- Text passage:
——

𝗧𝗿𝗲𝗮𝘁 𝗖𝗵𝗮𝘁𝗚𝗣𝗧 𝗟𝗶𝗸𝗲 𝗔 𝗖𝗼𝗺𝗽𝗶𝗹𝗲𝗿, 𝗡𝗼𝘁 𝗔 𝗧𝗲𝗮𝗰𝗵𝗲𝗿

Most beginners use ChatGPT as a teacher.

I did the same. I asked for explanations. I copied full solutions. I read concepts without thinking. This made learning feel easy, but it was shallow. I was consuming knowledge instead of building skills.

The teacher mindset has risks. You depend on the AI for every answer. You avoid deep thinking. You skip the hard work of debugging. You fail to build problem-solving instincts. You understand ideas, but you cannot apply them alone.

I changed my approach. I started treating ChatGPT like a compiler for my ideas.

A compiler does not teach you how to program. It only evaluates your code. It shows errors when you are wrong. I use ChatGPT the same way.

My new workflow:

  • I write first, then verify. I attempt the solution before I ask for help.
  • I use it as a reviewer. I do not ask for a solution. I ask if my logic is correct.
  • I debug before I consult. I read errors and break down logic myself first.
  • I focus on reasoning. I ask why a solution works or why it fails.

This shift changed my results. I started thinking like a developer. My debugging skills grew. I became less dependent on AI. I moved from memorizing code to using reasoning.

ChatGPT is a validation system for your thinking. It should not tell you what to think. It should help you verify how you think.

——

Rewrite the passage on using ChatGPT while learning to program, starting at "I changed my" and ending at "the same way.", with "compiler" changed to "linter".

——

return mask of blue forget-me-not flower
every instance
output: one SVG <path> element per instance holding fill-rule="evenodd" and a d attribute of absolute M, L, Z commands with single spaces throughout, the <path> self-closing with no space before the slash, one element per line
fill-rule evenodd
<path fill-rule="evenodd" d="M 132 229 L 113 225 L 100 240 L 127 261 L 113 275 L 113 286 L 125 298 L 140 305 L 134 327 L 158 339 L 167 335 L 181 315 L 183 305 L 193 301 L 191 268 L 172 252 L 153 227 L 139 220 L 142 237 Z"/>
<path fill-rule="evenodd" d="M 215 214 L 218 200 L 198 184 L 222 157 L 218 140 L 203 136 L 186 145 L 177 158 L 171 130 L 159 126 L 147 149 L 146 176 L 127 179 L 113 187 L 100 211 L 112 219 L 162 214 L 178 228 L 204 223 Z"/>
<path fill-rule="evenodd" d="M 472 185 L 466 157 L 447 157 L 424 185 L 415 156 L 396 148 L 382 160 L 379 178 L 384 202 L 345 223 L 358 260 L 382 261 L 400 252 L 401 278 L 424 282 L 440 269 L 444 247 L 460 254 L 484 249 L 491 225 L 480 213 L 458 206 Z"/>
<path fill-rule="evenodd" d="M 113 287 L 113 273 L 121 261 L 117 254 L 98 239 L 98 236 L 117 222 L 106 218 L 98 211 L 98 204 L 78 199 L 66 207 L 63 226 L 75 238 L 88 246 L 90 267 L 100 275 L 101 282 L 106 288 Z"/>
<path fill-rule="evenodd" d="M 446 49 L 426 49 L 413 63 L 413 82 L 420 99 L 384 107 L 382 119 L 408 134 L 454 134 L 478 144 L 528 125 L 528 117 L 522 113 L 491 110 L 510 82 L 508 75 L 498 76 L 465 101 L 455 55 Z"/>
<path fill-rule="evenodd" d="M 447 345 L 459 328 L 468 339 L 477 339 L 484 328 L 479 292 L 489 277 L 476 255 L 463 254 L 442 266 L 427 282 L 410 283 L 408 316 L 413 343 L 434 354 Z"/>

——

- Solution:
I changed my approach. I started treating ChatGPT like a linter for my ideas.

A linter does not teach you how to program. It only evaluates your code. It shows errors when you are wrong. I use ChatGPT the same way.